→ STATED GOAL 1:
Answer these questions about the kimono text:
(a) What does the text say many people in Japan are unable to do themselves?
(b) What produces the unique aesthetic sense that the text says is expressed in the kimono?
(c) In which month are cherry blossom designs worn, and when is full bloom?
→ STATED GOAL 2: Can you copy out the stretch of the kimono text from "I imagine that" through "in these instances." word for word?
→ STATED GOAL 3: Could you carry the kimono text on from its last sentence?

→ PASSAGE:
BEGIN

I imagine that every region has traditional native costumes. In Japan, the kimono falls under this category. However, there are not as many opportunities in modern Japanese society to wear the kimono as foreigners imagine. On the contrary, the fact is that many people are unable to wear kimono themselves because there are hardly any occasions for them in daily life. We would now like to share a bit of information about the practice of wearing kimono that still remains today despite these circumstances and the types of kimono that are worn in these instances.
The kimono is a unique cultural element that is strongly tied to the land, tradition, artisanship, language, and various other Japanese customs. In Japan, where the four seasons are defined clearly due to the environment that is full of nature and surrounded by the ocean and mountains, a unique aesthetic sense produced by the changing seasons is expressed in the kimono. In the sense of enjoying the seasons, wearing materials and designs that are half a month to a month ahead of the time of year is considered the proper slots in the world of the kimono, as cherry blossom designs are worn in March, ahead of full bloom in April.

END

→ INFORMATION SHOWN:
BEGIN

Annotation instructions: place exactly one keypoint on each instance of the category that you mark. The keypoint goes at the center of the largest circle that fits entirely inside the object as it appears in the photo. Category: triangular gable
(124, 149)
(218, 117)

END

→ WRITTEN ANSWER 1:
(a) Wear kimono themselves, since there are hardly any occasions for them in daily life.
(b) The changing seasons.
(c) March; full bloom is in April.

→ WRITTEN ANSWER 2:
I imagine that every region has traditional native costumes. In Japan, the kimono falls under this category. However, there are not as many opportunities in modern Japanese society to wear the kimono as foreigners imagine. On the contrary, the fact is that many people are unable to wear kimono themselves because there are hardly any occasions for them in daily life. We would now like to share a bit of information about the practice of wearing kimono that still remains today despite these circumstances and the types of kimono that are worn in these instances.

→ WRITTEN ANSWER 3:
Representative events for opportunities to wear kimono as a child are Miyamairi and Shichi-Go-San.
Miyamairi is a rite of passage for expressing gratitude for the safe birth of a baby and praying for the healthy growth of the baby. The official attire for the baby during this event is a Japanese costume involving an inner kimono made of white habutai under a festive kimono. The festive kimono has different designs depending on whether the baby is a boy or a girl. Boys’ kimono tend to have hawks, war helmets, dragons, tigers, and other strong, vigorous designs, while girls’ kimono tend to have butterflies, traditional Japanese balls, bells, court carriages, drums, and other brilliant, elegant designs.
Shichi-Go-San refers to a rite of passage during which children wear holiday clothes to visit a shrine on November 15th of the year that they turn 3, 5, or 7 years old. In the present day, girls go when they turn 3 or 7 years old, while boys go when they turn 5 years old. This rite of passage is derived from ancient rituals. Kamioki meant that babies who had been having their heads shaved before could begin to grow their hair at the age of 3. Hakamagi meant that children could wear hakama for the first time at the age of 5 and begin climbing the steps to adulthood. Obitoki meant that children could wear obi belts like adults at the age of 7.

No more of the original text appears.